§ ABOUT THIS TASK: Restate the records below word for word, leaving nothing out.

:::::

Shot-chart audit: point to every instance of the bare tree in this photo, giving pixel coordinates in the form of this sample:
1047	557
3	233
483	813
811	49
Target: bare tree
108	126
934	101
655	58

:::::

§ TASK SOLUTION:
Shot-chart audit: point to every instance of the bare tree in this photo, giving pixel coordinates in the form of this sample:
1047	557
3	233
483	813
811	49
Target: bare tree
108	126
934	101
655	58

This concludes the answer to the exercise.